Your task >>
Extract all of the lines in the data below and copy each one word for word.

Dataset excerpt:
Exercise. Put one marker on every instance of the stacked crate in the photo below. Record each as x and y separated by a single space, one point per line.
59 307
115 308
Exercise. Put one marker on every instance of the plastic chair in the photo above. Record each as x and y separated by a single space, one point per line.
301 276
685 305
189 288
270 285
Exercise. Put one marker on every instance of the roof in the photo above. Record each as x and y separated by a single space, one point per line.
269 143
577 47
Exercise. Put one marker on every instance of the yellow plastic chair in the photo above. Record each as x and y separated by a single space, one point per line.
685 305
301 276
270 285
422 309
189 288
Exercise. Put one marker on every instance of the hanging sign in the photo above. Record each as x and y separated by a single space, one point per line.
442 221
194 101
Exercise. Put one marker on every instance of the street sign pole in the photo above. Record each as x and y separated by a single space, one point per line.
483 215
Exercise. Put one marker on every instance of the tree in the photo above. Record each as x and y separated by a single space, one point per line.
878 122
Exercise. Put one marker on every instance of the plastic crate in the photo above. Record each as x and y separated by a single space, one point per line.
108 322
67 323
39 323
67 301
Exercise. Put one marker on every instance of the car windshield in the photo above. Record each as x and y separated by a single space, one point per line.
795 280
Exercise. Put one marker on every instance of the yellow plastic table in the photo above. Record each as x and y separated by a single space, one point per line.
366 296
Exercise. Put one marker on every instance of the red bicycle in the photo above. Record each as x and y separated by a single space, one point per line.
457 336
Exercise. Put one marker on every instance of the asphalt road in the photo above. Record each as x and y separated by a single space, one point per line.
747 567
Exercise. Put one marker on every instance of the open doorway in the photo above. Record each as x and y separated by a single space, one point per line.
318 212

Completed exercise >>
Exercise. Put one marker on every instance of the stacked crate in the photo below. Record each as x and y separated by a single space, one point per line.
59 307
115 308
Exercise. Put one marker on every instance of the plastic chair in the photo above. Record each as x and y separated by a single space, one point per line.
301 276
685 305
189 288
270 285
Exercise. Put one marker on every instance of the roof in the photo above. Record each as x and y separated by a single space, one point per line.
269 143
577 47
Exercise. Put one marker on every instance of the yellow plastic chair in the photo above. Record each as x and y separated by a single space, one point per line.
685 305
301 276
270 285
422 309
189 288
Exercise. Put one marker on every instance of the hanging sign in the photo above. Record each as x and y separated by a single space, one point per line.
442 221
194 101
Exercise. Put one marker on every instance of the street sign pole in the photo above. Record each as x and y separated by a single space, one point per line.
483 215
Exercise. Put one marker on every instance of the tree in the photo above. Record each as x and y separated by a single space, one point per line.
878 122
Exercise. Put one marker on every instance of the plastic crate in the photo above. Record each as x and y separated by a single space, one point per line.
108 322
67 323
39 323
67 301
Exercise. Put one marker on every instance of the car windshield in the photo above. Record each as x and y separated by a single space, one point per line.
795 280
Exercise. Put one marker on every instance of the yellow plastic table in the photo above. Record each as x and y separated by a single space, one point per line.
366 296
Exercise. Put one marker on every instance of the red bicycle in the photo above. Record each as x and y separated by a single space, one point per line.
457 336
Exercise. Put one marker on every instance of the asphalt road in the photo above. Record each as x and y separated by a single space, one point per line.
747 567
Exercise. Put one marker on every instance of the open doorway in the photo above. Record each as x and y separated by a single space, one point per line.
318 212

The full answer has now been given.